DOCUMENT TEXT

Emma tips

Following on from yesterday’s inspiring post, are some more words of wisdom from the courageous Emma Atack.

As a little follow up to every ‘your secrets’ story, I ask everyone who takes part to share a few tips with us all. After all, what better way is there  to learn, than from someone who has already been there and got the T-shirt?!

I’d also like to take a wee moment to say a huge thank you to everyone who has got in touch about Emma’s story. The response, as always with this blog series, has been supportive, encouraging and positive and I’m not lying when I say that it really does warm my cockles. Especially when I receive tweets like the ones below. Lovely readers, you are awesome! x

From @mummymode: “as an endometriosis sufferer I feel your pain and am inspired by you! Wonderful read xx”

From @CoutureSoul: “Well done Emma – big move for you doing that! Always there when i need you – Friends for life xx”

From @raredisease001: “so inspirational! With an unstoppable child with a rare disease; I believe we are only given as much as we can cope with.”

Missed Emma’s story? Fear not, you can catch up with it here! Don’t forget to pop over to Emma’s new blog or share your thoughts with her on Twitter too. x


Emma’s tips on dealing with illness and finding the sunshine through the rain!


  • Be kind to yourself and take care of your body. Respect it – think nutrition and allow yourself to rest.
  • Don’t judge others. Remember the majority of disabilities we are unable to see and it’s not a competition. I remember following surgery asking a woman working in a shop to pass me a newspaper from the bottom shelf. She tutted and I felt obliged to justify myself why I had asked. She responded ‘well you think you’ve got a bad back, mine is terrible’. I just burst into tears.

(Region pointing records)
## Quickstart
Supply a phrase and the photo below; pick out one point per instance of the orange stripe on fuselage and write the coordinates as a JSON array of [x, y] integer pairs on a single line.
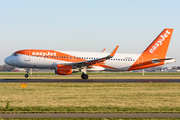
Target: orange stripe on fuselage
[[55, 55]]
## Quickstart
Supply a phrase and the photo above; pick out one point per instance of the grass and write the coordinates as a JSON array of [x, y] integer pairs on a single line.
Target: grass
[[93, 73], [90, 97], [90, 119], [123, 75]]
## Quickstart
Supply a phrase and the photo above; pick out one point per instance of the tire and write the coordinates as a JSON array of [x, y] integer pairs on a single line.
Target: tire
[[26, 75], [84, 76]]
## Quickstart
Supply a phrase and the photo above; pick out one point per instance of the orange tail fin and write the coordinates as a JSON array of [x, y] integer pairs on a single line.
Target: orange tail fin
[[156, 50]]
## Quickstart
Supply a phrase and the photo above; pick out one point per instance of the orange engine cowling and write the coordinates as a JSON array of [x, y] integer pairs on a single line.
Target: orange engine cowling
[[63, 69]]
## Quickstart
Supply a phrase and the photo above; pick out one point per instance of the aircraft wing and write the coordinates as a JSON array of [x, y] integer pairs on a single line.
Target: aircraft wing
[[95, 61]]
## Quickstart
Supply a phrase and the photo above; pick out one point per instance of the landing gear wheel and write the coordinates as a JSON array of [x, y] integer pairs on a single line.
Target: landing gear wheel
[[26, 75], [84, 76]]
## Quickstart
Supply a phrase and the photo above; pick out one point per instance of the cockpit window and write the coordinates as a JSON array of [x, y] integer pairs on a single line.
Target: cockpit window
[[14, 54]]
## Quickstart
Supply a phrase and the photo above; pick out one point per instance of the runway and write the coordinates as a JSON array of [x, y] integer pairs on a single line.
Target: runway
[[90, 115], [92, 80]]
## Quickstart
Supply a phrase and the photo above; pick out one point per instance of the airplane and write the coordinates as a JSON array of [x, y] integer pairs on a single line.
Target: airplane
[[68, 62]]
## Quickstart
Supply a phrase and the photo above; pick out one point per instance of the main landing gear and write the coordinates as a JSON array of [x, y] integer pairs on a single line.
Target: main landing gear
[[84, 76], [27, 71]]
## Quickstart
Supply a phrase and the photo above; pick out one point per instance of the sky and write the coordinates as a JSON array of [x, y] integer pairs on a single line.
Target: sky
[[87, 25]]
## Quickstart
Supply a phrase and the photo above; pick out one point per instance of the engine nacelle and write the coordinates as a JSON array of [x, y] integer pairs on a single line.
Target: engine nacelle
[[63, 69]]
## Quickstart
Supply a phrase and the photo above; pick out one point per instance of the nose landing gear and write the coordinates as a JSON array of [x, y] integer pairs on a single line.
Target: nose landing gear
[[84, 75]]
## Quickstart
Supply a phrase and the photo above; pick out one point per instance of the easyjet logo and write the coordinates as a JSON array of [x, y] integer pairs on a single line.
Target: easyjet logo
[[44, 53], [160, 41]]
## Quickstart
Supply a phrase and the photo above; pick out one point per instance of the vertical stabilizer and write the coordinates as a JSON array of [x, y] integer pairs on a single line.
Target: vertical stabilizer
[[156, 50]]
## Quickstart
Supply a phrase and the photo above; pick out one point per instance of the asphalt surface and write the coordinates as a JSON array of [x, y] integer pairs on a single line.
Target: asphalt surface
[[91, 80], [95, 115]]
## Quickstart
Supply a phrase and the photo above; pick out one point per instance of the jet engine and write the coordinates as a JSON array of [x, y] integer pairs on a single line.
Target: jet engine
[[63, 69]]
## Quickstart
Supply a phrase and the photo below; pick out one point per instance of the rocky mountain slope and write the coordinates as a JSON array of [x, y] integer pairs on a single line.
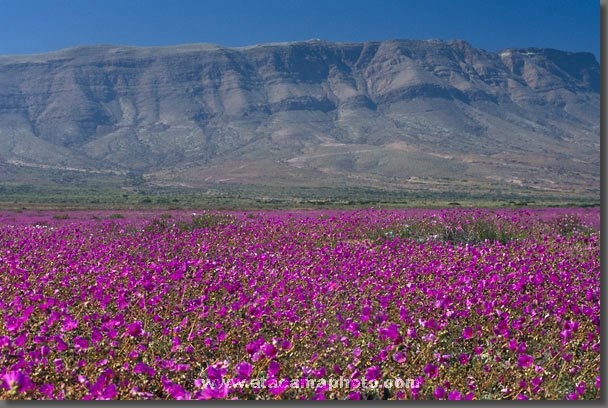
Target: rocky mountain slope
[[399, 114]]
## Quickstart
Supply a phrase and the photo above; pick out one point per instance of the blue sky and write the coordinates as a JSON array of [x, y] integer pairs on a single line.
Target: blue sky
[[33, 26]]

WHAT TO WORK ON
a: List the Twitter handles of the readers whose tweets are quoted in the blog post.
b: Carry on the blog post with Emma's tips, starting right after its last sentence.
The records are distinct material and are not part of the blog post.

RESPONSES BY ITEM NUMBER
a: @mummymode, @CoutureSoul, @raredisease001

b:
  • Mental health is exactly that – mental health. If you are offered help it does not mean you are weak, it simply means that your mind is poorly, just like other parts of your body get ill. I regularly see a Cognitive Behavioural Therapist at the pain clinic and have learnt just how powerful the human mind is.
  • Grief is not only when someone dies, it relates to ‘loss’. In my case the loss of my old life.
  • Tablets have a time, a place and usually side-effects. Of course take them if you really need to, but for me I’ve had enough of taking pain killers. I’ve gone on to find that acupuncture works wonders for me, as does keeping stress at bay and moving around. Going for a walk is the best medicine.
  • Remember you don’t see people on their worst days as they are usually unable to leave the house!
  •  Try not to moan about work. Trust me work gives a person a sense of purpose, something to get up for in the morning. It may sound good the thought of not working but the reality is very different.
  •  When the chips are down, remember you really learn who your true friends are. In my case I learnt that I have the most amazing husband. We really have tried and tested the vows ‘in sickness and in health’.


Again, I’d like to say a big thank you to Emma for sharing her story with us on Pouting In Heels. It’s certainly made me realise how lucky I am to be healthy and pain free and also how I really need to start valuing and looking after my body more, to help ensure I stay this way.

What have you learned from Emma? Have you got anything to share which could help Emma or others suffering from chronic pain?